### [TEKS BACAAN]
"""
DINAS Lingkungan Hidup dan Kehutanan Propinsi Nusa Tenggara Timur melalui Unit Pelaksana Teknis Daerah (UPTD) KPH (Kesatuan Pengelolaan Hutan) Wilayah Kabupaten Alor, terus mengembangkan areal penanaman pohon penghasil minyak kayu putih Alor.
Kepala UPTD KPH Wilayah Kabupaten Alor, John Kawatung,S.Hut kepada alorpos.com pekan lalu di ruang kerjanya menjelaskan, bahwa di Tahun 2021 ini pihaknya terus mengembangkan luas areal penanaman anakan pohon penghasil minyak kayu putih di Alor. Pasalnya, karena kayu putih di Alor menghasilkan minyak kayu putih yang sangat berkualitas. Menurutnya, kualitas minyak kayu putih Alor termasuk yang terbaik, mengalahklan produksi minyak kayu puitih di Maluku dan Sumatra, sehingga mulai diminati pasar di luar daerah.
"""
### [PERMINTAAN]
Menurut teks bacaan tentang minyak kayu putih Alor, siapa Kepala UPTD KPH Wilayah Kabupaten Alor?

### [BARIS DATA]
"""
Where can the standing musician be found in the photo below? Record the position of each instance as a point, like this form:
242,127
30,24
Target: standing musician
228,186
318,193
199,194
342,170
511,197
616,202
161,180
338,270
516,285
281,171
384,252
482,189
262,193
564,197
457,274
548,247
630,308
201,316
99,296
"""
### [SOAL TERJAWAB]
John Kawatung, S.Hut.